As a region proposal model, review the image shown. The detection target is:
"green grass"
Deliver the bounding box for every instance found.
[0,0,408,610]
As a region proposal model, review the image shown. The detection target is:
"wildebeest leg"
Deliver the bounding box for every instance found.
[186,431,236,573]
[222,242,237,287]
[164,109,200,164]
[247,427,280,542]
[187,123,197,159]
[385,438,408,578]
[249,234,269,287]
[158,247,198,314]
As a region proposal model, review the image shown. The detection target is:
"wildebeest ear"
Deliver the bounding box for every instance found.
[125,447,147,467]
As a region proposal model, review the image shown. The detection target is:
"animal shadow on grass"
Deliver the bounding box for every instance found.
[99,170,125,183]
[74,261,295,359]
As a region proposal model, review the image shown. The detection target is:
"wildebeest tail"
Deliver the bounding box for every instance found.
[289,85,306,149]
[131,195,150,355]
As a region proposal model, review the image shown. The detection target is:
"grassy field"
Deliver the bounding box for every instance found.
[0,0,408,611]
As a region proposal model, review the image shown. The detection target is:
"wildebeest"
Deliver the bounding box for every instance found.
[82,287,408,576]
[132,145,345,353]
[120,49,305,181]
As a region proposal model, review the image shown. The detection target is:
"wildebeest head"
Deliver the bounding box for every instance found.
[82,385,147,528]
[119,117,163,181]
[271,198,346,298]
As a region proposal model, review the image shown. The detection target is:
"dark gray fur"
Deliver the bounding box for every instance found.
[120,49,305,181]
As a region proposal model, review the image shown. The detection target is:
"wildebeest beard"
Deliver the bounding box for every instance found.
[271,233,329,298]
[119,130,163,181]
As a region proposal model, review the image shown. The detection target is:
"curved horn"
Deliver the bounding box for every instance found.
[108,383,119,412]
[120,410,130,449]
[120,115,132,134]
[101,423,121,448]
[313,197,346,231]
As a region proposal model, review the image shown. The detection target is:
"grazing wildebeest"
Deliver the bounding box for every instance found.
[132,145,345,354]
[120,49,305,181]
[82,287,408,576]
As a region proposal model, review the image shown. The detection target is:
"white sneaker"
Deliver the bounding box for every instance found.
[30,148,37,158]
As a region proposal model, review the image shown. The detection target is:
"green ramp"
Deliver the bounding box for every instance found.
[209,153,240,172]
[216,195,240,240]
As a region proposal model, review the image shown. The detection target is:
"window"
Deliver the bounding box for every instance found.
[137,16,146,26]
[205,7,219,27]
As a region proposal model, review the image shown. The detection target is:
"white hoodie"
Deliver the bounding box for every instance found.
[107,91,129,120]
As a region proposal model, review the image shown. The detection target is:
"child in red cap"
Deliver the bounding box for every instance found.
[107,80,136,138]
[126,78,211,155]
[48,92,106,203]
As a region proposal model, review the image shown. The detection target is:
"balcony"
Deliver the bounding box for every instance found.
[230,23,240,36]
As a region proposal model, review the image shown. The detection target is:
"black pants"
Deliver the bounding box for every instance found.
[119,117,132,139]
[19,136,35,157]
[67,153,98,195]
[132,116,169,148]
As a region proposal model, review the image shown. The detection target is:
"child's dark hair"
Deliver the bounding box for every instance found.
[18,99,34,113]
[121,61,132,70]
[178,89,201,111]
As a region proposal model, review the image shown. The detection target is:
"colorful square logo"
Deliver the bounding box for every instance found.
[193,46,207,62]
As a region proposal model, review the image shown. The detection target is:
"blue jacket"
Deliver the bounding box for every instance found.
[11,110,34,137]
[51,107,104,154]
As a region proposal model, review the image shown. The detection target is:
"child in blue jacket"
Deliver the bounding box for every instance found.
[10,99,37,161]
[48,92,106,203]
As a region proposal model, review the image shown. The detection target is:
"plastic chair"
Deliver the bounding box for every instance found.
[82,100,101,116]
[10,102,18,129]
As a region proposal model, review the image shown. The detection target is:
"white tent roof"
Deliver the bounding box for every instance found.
====================
▶ [WHAT YOU HAVE TO DO] Starting at the first line and ending at the line containing "[158,247,198,314]", reproduce every one of these lines in full, and shift each bounding box coordinate in the answers by -22.

▶ [TASK RESPONSE]
As a region proposal model, review the image shown. The detection target is:
"green grass"
Deliver the bounding box for every instance found.
[-22,-22,386,588]
As a region proposal model, review the image shown. The detection target is:
"wildebeest leg"
Deliver the bounding box for every instance found.
[164,409,214,551]
[200,220,215,265]
[142,87,178,142]
[225,405,258,520]
[165,101,175,137]
[363,416,386,556]
[227,212,247,265]
[136,225,176,292]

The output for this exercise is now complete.